• EXERCISE PROMPT: Search the listing below for the word "sleeve" and copy each line that holds it.

• DATA FOR REVIEW:
________________
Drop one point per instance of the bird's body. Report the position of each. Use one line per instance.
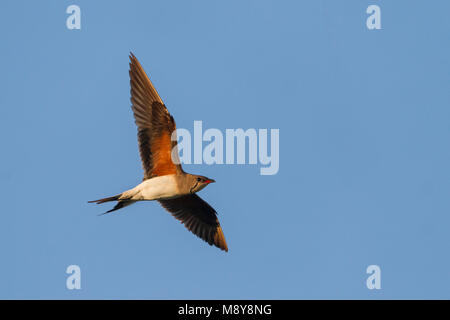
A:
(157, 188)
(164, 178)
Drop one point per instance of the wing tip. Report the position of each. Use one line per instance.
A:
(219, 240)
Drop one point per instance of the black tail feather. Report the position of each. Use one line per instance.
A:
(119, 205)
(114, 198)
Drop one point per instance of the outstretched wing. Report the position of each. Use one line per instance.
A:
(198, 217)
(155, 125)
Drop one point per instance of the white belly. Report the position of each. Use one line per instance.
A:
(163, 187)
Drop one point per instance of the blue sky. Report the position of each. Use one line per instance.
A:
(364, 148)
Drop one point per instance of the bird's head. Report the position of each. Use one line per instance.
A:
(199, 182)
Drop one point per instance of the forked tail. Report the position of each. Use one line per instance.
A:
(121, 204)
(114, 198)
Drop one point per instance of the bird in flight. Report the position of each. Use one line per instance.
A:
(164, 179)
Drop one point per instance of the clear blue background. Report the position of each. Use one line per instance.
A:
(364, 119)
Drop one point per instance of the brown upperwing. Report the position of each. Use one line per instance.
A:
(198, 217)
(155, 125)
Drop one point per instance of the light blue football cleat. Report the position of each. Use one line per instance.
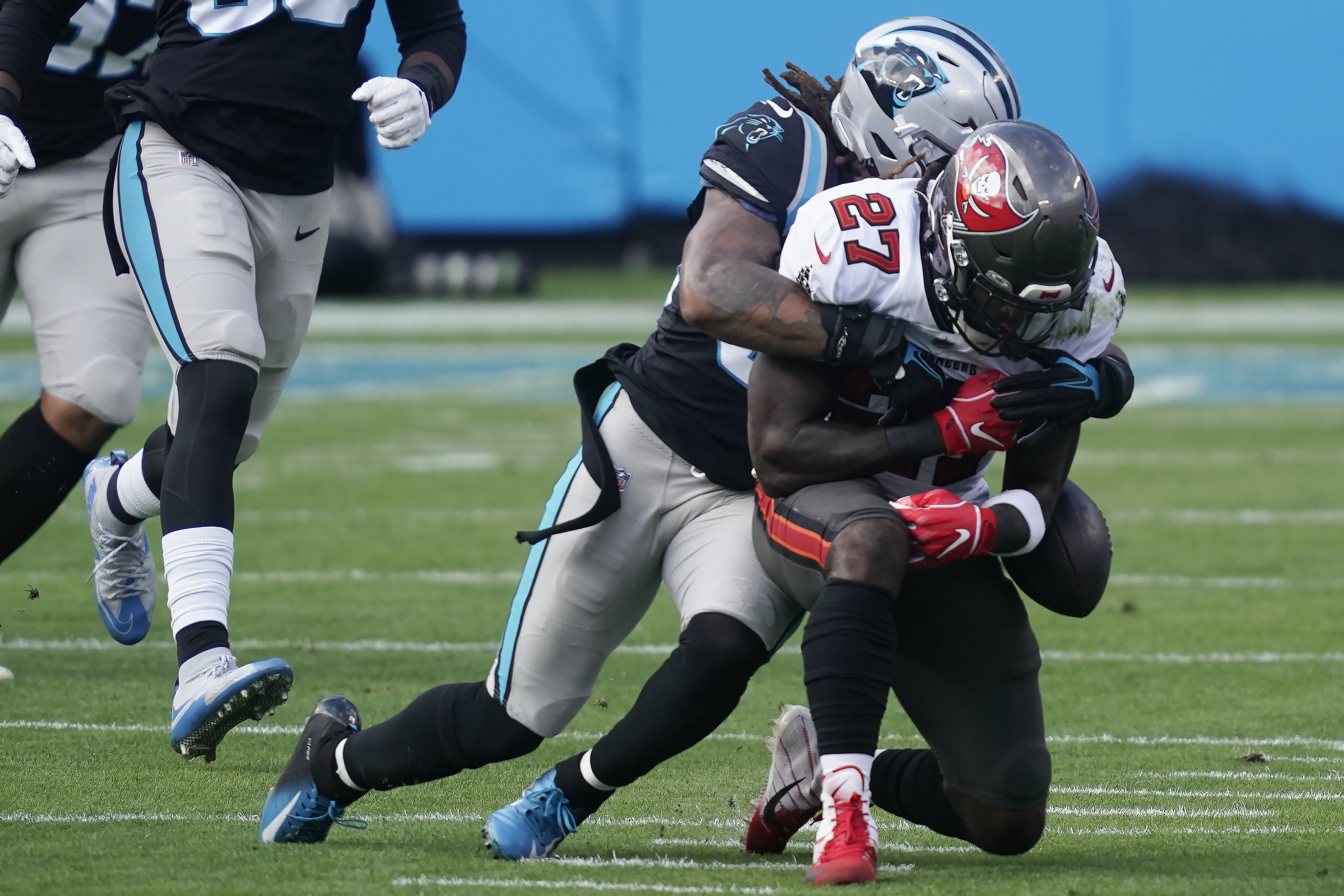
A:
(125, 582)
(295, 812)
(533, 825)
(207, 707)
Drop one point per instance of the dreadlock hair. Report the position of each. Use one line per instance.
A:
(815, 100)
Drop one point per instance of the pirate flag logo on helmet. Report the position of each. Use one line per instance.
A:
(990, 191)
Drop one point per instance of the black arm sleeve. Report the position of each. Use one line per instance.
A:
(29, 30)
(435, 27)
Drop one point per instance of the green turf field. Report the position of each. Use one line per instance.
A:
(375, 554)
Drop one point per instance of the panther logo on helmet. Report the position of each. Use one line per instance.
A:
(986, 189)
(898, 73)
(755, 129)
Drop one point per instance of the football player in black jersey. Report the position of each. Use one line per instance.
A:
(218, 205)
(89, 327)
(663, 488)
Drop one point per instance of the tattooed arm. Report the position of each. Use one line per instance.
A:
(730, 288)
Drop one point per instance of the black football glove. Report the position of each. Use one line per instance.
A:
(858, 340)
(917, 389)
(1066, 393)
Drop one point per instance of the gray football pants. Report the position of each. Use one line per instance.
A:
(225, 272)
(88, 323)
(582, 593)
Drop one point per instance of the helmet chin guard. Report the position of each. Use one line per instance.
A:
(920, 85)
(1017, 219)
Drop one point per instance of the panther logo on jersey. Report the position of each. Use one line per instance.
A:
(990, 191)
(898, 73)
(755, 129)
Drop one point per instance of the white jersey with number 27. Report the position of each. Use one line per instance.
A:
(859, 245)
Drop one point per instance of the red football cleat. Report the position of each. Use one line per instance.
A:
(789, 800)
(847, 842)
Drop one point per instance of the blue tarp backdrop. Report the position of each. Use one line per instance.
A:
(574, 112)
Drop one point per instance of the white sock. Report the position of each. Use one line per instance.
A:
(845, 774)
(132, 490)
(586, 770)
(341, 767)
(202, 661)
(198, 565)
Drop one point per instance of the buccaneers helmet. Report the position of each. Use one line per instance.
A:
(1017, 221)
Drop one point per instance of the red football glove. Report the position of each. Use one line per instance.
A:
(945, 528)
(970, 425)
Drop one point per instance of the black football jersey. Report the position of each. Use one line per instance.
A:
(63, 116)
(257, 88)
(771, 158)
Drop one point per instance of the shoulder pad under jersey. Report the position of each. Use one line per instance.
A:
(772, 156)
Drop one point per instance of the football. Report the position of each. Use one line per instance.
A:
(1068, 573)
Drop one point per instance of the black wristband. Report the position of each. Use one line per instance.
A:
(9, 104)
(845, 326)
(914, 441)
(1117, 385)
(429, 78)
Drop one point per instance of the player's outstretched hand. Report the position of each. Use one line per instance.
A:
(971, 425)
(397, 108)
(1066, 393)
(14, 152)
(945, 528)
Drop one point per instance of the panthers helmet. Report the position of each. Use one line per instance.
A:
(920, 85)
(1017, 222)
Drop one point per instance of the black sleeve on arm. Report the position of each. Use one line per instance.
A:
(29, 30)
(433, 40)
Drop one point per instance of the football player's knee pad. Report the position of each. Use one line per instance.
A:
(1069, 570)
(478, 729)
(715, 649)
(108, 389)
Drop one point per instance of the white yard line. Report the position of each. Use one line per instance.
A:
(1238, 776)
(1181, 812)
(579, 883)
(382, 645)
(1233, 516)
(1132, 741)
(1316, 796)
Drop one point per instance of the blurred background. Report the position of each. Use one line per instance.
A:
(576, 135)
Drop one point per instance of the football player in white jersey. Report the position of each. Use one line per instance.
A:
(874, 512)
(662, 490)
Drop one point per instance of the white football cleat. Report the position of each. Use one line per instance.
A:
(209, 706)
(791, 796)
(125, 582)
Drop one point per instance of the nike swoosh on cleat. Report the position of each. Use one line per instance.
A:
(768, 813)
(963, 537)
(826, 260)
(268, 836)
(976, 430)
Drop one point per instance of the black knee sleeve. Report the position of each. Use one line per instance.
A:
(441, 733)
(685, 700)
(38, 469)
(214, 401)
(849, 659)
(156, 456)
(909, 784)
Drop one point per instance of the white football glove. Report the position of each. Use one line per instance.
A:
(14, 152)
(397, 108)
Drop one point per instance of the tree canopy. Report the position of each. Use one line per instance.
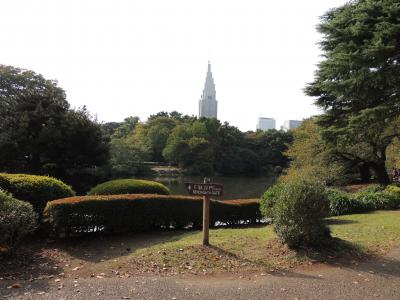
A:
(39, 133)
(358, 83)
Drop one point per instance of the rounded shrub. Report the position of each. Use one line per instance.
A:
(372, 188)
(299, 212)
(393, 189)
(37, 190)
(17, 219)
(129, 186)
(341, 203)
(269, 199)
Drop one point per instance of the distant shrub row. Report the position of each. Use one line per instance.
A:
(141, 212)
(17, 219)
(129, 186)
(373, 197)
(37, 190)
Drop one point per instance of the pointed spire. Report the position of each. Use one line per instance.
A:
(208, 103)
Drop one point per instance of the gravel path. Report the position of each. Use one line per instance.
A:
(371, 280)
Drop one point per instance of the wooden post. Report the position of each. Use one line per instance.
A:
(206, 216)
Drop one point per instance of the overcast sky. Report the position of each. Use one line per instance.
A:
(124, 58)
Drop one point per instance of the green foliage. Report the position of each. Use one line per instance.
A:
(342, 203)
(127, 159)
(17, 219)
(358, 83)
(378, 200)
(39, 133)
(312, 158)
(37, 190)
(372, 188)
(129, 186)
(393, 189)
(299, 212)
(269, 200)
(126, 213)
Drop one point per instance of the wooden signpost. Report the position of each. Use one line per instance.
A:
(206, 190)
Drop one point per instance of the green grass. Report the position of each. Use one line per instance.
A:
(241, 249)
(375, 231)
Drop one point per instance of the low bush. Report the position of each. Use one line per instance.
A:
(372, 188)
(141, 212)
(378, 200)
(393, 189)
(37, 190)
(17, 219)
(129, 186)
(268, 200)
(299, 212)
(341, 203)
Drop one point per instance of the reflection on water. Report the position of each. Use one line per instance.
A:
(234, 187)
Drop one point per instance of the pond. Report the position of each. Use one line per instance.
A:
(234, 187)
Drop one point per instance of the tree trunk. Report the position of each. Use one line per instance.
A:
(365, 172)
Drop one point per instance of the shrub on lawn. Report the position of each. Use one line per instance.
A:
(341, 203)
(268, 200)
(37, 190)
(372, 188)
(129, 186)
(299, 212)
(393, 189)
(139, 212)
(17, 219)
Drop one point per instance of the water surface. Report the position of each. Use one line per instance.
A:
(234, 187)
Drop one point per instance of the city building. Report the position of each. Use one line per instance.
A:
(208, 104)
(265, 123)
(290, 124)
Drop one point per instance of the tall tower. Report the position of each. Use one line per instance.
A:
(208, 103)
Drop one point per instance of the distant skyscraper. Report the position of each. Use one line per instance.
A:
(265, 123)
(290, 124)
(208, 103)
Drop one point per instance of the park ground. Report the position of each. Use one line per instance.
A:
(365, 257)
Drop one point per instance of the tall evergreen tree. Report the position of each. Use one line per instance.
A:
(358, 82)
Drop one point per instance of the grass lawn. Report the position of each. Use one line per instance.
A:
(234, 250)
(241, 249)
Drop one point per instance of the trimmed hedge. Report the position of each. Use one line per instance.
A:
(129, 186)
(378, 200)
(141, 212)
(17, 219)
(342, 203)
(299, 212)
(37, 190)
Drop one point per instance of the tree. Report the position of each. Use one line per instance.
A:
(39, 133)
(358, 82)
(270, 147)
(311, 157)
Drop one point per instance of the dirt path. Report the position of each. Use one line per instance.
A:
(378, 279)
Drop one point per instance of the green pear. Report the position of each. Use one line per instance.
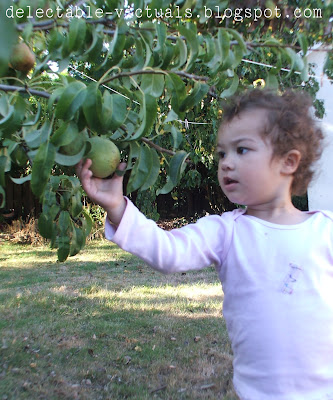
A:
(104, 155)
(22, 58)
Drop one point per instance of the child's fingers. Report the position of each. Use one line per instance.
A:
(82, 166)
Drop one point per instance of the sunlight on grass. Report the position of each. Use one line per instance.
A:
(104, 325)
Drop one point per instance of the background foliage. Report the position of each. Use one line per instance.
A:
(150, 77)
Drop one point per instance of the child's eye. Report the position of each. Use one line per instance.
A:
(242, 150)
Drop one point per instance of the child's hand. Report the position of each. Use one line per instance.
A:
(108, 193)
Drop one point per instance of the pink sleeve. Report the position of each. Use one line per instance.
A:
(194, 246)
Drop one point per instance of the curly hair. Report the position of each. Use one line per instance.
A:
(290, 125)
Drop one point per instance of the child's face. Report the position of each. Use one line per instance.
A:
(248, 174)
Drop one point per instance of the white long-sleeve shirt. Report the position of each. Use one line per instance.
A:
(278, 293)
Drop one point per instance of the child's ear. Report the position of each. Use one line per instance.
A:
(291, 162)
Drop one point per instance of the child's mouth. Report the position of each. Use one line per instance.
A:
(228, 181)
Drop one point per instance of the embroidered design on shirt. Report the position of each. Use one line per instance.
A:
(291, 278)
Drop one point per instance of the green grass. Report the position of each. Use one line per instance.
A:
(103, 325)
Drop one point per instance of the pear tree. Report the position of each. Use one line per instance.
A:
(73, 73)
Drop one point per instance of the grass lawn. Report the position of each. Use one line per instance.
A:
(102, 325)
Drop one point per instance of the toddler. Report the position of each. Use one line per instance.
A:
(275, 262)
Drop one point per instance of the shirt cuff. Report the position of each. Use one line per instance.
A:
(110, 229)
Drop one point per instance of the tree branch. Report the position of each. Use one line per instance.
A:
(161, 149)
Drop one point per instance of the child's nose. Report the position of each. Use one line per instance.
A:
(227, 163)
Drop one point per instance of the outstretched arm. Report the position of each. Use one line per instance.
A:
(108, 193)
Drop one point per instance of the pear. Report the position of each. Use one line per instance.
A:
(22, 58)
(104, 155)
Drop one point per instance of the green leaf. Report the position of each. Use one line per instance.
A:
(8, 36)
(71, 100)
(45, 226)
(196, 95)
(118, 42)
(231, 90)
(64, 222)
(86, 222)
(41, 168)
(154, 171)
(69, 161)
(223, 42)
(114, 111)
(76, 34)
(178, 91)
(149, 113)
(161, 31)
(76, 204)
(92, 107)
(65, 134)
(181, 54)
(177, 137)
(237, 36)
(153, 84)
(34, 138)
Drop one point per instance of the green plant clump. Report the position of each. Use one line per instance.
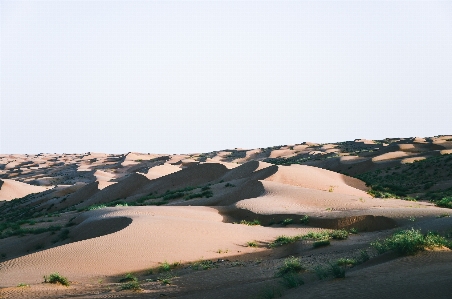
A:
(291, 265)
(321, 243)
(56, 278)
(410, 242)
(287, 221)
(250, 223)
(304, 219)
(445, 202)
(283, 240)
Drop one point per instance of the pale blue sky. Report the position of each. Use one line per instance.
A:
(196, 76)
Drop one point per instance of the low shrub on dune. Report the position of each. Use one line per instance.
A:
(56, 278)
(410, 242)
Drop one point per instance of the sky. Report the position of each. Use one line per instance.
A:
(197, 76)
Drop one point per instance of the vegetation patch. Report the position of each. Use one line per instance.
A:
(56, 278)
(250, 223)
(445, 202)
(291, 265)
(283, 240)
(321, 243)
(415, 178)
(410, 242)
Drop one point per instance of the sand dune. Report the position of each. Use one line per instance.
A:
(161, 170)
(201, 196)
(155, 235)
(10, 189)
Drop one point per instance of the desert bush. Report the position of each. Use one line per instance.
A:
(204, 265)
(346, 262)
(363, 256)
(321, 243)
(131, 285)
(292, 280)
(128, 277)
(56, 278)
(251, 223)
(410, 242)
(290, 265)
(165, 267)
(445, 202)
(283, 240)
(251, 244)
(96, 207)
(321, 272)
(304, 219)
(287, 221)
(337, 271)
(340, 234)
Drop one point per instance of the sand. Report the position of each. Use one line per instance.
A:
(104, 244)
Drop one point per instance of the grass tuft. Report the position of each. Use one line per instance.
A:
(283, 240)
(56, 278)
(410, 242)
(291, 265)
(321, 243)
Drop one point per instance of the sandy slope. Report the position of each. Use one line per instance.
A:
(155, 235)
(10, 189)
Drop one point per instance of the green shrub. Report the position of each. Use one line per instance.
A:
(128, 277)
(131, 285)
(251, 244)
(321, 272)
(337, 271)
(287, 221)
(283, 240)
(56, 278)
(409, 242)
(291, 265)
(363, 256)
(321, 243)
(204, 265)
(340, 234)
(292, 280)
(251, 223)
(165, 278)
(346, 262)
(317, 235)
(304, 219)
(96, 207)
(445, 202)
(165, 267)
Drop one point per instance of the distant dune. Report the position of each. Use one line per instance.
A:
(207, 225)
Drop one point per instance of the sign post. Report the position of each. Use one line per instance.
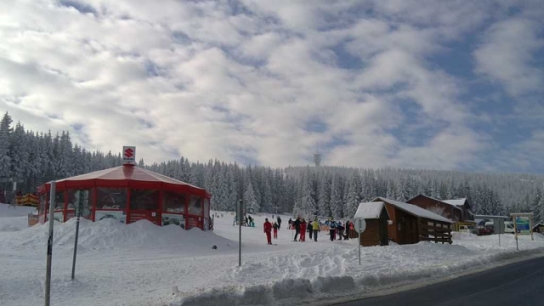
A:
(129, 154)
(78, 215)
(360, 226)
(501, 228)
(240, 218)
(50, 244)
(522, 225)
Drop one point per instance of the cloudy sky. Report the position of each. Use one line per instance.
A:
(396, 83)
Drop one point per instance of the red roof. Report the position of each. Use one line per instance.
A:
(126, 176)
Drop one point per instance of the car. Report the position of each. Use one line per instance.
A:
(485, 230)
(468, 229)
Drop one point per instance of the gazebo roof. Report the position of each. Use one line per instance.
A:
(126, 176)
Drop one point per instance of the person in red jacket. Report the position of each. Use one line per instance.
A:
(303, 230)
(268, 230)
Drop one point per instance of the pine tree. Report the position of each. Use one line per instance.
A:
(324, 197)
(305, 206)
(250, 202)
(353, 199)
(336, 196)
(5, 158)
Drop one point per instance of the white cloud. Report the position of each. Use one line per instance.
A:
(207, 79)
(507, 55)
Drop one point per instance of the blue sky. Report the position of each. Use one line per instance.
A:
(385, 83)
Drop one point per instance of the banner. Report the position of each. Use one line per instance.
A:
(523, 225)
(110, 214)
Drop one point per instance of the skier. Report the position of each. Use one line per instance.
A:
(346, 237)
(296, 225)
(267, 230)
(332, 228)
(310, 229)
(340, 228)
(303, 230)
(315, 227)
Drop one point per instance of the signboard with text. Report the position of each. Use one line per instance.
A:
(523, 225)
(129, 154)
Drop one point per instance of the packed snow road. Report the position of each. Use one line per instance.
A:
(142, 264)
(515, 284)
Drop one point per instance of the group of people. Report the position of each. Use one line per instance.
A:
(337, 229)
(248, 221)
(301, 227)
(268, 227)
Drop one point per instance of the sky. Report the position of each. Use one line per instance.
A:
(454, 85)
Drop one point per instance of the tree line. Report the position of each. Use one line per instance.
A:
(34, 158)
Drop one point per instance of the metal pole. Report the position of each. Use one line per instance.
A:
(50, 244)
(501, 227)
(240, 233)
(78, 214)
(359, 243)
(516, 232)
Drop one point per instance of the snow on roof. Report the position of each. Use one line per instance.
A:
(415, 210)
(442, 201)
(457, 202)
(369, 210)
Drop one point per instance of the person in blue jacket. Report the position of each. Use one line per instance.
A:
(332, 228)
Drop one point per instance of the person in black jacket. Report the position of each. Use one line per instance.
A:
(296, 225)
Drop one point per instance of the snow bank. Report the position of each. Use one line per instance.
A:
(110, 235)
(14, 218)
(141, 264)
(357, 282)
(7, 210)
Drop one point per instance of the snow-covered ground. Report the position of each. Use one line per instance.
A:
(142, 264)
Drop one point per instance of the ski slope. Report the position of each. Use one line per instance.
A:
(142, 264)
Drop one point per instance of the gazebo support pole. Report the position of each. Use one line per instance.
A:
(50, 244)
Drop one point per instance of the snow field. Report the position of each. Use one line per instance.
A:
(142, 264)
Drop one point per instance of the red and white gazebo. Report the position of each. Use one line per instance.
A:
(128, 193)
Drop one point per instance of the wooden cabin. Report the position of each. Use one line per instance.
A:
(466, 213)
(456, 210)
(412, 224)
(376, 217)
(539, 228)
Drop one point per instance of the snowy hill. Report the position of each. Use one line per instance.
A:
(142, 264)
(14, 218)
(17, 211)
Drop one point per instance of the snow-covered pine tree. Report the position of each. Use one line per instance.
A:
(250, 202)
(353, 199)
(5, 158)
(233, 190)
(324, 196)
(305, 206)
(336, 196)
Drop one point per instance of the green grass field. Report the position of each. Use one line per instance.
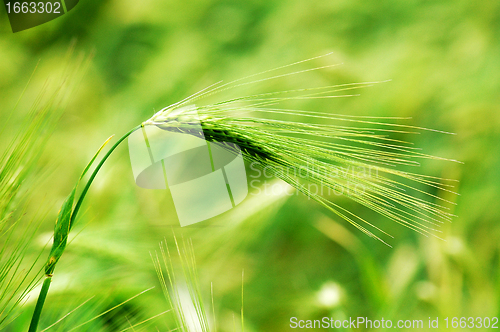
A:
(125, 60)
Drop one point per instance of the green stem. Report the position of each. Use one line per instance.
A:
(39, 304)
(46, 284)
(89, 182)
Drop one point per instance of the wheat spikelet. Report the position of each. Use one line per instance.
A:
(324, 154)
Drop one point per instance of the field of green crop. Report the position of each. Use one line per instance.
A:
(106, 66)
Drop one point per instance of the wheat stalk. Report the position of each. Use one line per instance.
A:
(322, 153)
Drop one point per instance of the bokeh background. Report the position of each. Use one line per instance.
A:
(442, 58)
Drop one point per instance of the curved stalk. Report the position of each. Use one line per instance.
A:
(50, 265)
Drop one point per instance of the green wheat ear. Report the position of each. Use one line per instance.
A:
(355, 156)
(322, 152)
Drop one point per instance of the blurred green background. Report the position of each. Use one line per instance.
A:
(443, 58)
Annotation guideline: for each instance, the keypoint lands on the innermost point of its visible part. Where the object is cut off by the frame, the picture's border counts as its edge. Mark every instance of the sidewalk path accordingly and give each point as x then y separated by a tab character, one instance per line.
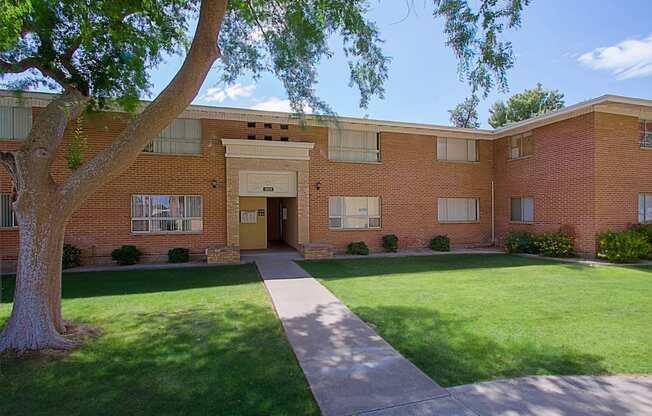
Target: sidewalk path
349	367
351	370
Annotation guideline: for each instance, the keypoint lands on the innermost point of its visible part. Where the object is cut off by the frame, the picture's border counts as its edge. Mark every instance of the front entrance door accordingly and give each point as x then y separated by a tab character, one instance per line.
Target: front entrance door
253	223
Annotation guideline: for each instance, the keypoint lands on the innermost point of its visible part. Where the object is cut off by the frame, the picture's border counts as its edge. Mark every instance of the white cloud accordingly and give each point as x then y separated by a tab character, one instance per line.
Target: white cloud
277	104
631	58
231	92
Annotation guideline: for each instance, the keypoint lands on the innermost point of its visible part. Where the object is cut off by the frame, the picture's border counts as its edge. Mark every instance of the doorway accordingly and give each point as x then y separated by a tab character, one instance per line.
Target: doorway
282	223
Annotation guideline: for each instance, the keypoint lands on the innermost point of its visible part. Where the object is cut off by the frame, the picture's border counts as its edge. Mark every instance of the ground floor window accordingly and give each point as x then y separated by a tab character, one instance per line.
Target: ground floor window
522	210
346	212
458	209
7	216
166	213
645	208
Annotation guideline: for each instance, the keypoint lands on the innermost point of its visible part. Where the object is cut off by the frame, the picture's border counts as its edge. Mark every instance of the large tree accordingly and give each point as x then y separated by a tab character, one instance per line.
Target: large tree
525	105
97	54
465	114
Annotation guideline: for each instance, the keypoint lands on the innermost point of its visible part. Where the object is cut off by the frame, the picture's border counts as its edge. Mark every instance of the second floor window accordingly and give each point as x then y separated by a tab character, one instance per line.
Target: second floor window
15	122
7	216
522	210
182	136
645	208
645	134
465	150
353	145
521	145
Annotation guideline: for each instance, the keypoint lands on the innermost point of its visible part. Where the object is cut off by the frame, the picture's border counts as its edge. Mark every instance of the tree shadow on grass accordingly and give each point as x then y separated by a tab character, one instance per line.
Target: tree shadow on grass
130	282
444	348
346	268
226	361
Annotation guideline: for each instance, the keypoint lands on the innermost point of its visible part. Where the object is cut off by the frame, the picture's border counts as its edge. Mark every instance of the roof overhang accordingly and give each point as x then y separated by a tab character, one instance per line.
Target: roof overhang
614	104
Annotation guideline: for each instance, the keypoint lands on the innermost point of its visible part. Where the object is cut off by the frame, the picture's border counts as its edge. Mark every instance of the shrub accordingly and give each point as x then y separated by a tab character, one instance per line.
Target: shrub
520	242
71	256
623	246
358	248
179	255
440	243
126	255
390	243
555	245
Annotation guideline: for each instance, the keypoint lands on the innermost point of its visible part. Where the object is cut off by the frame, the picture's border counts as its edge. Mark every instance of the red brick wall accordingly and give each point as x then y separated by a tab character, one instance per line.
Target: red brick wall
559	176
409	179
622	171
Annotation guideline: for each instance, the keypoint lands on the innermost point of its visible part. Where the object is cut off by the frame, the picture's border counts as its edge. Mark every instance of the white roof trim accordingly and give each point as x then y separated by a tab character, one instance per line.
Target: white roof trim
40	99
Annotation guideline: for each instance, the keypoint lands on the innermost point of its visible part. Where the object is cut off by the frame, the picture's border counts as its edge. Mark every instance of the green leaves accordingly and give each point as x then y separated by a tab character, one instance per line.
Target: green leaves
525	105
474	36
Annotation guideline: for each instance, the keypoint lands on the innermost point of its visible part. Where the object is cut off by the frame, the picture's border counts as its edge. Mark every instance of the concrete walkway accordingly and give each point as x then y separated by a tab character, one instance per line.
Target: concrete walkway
________________
• EXPECTED ANSWER:
Drop one point per instance of the black arm sleeve. Report the position of each. Use one line per instance.
Drop one point per instance of the black sleeve on arm. Report the position of each. Use one line per instance.
Drop one point per instance of the black knee sleeve. Report the position of each. Use one line per instance.
Drop one point per instance of the pink sleeve. Report the position of each. Use one line per instance.
Drop one point per instance of the white long-sleeve shirt. Report the position of each. Use one line per instance.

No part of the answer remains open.